Data extracted from a collection
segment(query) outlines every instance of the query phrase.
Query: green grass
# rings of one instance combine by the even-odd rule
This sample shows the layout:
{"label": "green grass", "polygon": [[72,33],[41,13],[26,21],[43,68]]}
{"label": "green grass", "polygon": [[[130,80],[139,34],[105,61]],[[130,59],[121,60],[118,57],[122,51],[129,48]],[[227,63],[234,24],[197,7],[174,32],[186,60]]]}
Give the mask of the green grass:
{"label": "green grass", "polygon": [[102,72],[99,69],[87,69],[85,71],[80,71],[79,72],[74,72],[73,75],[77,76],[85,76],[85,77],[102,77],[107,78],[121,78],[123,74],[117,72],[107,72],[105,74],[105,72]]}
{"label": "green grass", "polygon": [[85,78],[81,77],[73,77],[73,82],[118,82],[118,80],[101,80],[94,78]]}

JOB: Render all of the material above as a numbered list, leaving out any blank lines.

ANSWER FOR THIS EXERCISE:
1. segment(query) outlines every instance of the query phrase.
2. Query: green grass
3. # rings of one instance combine by the even-odd rule
4. This sample shows the layout:
5. {"label": "green grass", "polygon": [[72,33],[41,13],[26,21],[43,68]]}
6. {"label": "green grass", "polygon": [[[130,80],[139,34],[105,61]],[[130,59],[121,60],[118,57],[122,51],[129,48]],[[227,63],[234,24],[197,7],[174,32],[186,60]]]}
7. Give the mask of the green grass:
8. {"label": "green grass", "polygon": [[102,72],[99,69],[87,69],[85,71],[80,71],[79,72],[74,72],[73,75],[77,76],[85,76],[85,77],[102,77],[107,78],[121,78],[123,74],[117,72],[107,72],[105,74],[105,72]]}
9. {"label": "green grass", "polygon": [[85,78],[81,77],[73,77],[73,82],[118,82],[118,80],[101,80],[94,78]]}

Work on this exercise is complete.